> **What is asked**: Return the part of the items that opens with the line containing "trace --target white" and closes with the line containing "112], [89, 109]]", including both of those lines, copied character for character.

> **Input records**:
┏━━

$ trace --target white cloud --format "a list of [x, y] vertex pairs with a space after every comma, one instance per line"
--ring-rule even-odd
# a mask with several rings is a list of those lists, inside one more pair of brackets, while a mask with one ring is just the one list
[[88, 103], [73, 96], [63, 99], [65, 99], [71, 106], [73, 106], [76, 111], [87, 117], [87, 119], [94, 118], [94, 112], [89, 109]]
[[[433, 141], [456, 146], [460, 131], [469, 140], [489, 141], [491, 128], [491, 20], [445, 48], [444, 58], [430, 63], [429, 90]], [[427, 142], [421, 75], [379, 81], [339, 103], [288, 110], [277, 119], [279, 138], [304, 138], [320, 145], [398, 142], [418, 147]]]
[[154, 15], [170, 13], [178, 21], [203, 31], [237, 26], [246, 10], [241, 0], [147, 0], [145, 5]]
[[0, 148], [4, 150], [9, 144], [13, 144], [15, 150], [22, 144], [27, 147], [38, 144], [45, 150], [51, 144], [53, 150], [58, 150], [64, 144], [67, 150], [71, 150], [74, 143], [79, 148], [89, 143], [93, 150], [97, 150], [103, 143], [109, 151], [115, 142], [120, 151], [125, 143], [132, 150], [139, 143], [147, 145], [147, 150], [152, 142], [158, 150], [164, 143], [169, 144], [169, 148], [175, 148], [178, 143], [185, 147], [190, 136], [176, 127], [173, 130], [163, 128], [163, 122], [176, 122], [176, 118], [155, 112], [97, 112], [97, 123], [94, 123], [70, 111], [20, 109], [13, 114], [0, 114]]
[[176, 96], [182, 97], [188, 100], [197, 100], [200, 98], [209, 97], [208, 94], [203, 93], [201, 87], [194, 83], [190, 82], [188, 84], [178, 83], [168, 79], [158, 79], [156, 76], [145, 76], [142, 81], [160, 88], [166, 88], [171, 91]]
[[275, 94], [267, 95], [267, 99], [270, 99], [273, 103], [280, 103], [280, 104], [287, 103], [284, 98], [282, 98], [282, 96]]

┗━━
┏━━

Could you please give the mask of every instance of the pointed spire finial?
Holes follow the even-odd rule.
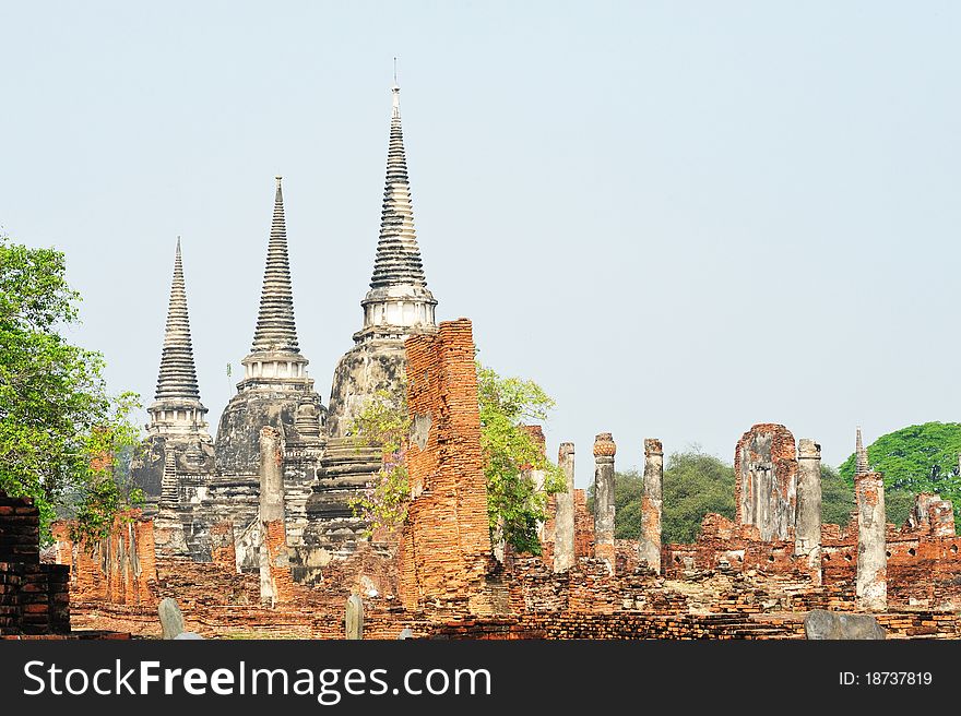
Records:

┗━━
┏━━

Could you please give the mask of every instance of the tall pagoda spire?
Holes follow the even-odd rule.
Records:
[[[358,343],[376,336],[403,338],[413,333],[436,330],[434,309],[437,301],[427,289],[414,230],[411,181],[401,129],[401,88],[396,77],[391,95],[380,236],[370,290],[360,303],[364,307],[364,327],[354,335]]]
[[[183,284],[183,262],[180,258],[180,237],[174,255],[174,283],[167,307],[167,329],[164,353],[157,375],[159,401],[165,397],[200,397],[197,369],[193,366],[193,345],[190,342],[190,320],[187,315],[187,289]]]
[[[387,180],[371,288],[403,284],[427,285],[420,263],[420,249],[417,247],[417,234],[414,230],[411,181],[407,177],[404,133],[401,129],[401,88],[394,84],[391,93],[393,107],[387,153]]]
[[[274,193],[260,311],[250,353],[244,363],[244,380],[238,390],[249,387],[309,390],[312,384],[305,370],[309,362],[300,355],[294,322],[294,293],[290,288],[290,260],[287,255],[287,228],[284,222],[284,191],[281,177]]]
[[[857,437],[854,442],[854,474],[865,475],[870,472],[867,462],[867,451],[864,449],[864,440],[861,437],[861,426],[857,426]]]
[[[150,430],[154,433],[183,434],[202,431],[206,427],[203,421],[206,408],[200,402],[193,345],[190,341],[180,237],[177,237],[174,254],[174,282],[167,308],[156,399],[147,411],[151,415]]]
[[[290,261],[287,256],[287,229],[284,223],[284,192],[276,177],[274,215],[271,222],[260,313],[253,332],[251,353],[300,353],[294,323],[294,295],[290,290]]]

┗━━

> **Expected answer**:
$ trace --target white cloud --format "a list of [x, y] vertex pairs with a space after every comma, one instance per line"
--ring-rule even-odd
# a mask with several rings is a list of those lists, inside one more pair of brackets, while a mask with one ring is just the one list
[[88, 103], [73, 96], [63, 99], [65, 99], [71, 106], [73, 106], [76, 111], [87, 117], [87, 119], [94, 118], [94, 112], [89, 109]]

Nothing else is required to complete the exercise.